__Task inputs__:

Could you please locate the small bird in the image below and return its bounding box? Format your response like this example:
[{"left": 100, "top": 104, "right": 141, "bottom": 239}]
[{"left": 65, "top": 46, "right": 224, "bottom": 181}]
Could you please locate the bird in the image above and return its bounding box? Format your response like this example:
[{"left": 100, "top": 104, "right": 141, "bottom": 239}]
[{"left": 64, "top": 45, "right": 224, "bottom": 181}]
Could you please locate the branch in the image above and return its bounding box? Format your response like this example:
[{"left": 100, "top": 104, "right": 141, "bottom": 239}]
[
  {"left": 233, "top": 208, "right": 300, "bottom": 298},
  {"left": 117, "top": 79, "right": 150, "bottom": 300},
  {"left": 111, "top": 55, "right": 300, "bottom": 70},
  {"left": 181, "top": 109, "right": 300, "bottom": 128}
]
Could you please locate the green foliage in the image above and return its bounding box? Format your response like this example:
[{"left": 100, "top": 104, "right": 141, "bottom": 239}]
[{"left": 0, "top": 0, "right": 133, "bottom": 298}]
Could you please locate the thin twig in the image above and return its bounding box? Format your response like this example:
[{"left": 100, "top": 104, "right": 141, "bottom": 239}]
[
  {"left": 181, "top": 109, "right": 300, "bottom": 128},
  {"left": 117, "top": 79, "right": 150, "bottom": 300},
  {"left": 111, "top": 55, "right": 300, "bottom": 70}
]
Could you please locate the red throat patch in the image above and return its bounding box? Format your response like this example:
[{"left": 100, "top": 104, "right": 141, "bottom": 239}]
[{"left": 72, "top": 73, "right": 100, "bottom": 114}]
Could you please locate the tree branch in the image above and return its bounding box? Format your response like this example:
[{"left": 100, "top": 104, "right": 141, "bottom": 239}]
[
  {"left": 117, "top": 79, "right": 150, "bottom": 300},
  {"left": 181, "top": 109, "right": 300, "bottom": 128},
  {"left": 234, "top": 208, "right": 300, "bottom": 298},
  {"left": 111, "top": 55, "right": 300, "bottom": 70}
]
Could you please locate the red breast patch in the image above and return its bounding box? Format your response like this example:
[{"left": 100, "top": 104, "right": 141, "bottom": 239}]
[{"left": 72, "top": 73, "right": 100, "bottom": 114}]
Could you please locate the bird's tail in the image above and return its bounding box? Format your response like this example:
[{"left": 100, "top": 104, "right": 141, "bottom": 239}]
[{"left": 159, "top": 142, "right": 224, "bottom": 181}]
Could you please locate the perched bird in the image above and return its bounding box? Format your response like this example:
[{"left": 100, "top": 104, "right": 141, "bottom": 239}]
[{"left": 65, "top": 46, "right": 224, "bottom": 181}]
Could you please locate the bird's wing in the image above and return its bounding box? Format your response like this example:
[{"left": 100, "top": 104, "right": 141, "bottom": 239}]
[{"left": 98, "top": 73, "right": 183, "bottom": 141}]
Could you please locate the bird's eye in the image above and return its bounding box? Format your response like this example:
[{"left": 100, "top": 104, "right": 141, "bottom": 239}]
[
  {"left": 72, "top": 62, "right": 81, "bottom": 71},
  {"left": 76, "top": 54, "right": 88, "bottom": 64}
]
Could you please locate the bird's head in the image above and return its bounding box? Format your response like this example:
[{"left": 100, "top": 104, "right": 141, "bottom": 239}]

__To do__: Return every line holding the word "patch" from the records.

__Exercise response__:
Could you please locate the red throat patch in the image above and return its bounding box? Format your response like this example:
Could you please locate the red breast patch in the image above and return its bounding box? Format your response like this example:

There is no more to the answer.